Exercise aim:
Copy the data below word for word, keeping every line in its original order.

Record set:
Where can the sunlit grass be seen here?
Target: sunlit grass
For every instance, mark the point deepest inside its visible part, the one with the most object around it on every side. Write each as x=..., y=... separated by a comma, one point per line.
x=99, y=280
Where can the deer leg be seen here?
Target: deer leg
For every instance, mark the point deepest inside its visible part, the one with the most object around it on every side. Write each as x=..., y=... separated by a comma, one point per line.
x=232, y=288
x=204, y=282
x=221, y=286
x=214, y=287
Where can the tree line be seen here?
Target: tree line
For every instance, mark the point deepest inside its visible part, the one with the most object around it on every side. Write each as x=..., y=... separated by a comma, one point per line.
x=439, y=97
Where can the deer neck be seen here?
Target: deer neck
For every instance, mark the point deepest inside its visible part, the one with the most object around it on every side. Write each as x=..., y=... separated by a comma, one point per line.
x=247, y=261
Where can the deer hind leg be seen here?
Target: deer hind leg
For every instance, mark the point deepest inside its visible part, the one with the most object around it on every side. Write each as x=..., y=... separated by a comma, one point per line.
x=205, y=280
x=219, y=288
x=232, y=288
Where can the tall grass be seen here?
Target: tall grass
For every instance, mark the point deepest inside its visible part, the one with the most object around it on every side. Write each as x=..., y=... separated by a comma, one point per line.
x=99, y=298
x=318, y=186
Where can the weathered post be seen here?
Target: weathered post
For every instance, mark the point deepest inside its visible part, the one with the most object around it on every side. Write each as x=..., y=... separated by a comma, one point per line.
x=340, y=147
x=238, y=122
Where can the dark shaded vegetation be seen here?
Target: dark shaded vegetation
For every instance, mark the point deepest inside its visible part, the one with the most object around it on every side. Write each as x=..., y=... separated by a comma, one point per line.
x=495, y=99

The response:
Where can the sunlit grass be seen here?
Target: sunlit grass
For every instance, mark the point deepest inside its visible part, the one with the most object around it on every side. Write each as x=..., y=... separated by a comma, one point per line.
x=99, y=280
Where can the deer leg be seen here?
Target: deer leg
For every instance, mark the point deepest inside its visible part, the one with the most object around it on every side. Write each as x=..., y=... separated by a comma, one point per line.
x=232, y=288
x=204, y=282
x=221, y=286
x=214, y=287
Where can the tree line be seen here?
Target: tree line
For every instance, mark the point deepest inside its visible part, the one with the most object around it on every side. Write each as x=..., y=... separated by a comma, one point per line.
x=439, y=97
Where can the deer neck be seen here?
Target: deer neck
For every instance, mark the point deepest inside its visible part, the one with the most object around it on every side. Write each as x=..., y=... separated by a comma, one point per line.
x=247, y=261
Where can the deer hind leg be seen here?
Target: deer hind leg
For every instance, mark the point deepest inside its visible part, the one with the most object around it on every side. Write each as x=..., y=... separated by a comma, one point per line.
x=205, y=280
x=219, y=288
x=232, y=288
Where can the tall grass be seen here?
Target: tall grass
For every instance, mark the point deepest inside its visible part, the one with the most object around it on every side. Write each as x=..., y=... separated by a comma, one point per line.
x=99, y=298
x=318, y=186
Where can the weathered post be seen here?
Target: weathered post
For every instance, mark the point deepest inside its visible part, the one with the most object around it on every side. Write each as x=..., y=... separated by a comma, one point per line.
x=340, y=147
x=238, y=122
Where can the dark shaded vegetation be seen here?
Target: dark shaded vegetation
For every instance, mark the point deepest inside its visible part, the one with the most object around it on every side. Write each as x=..., y=... separated by a comma, one point per line.
x=495, y=99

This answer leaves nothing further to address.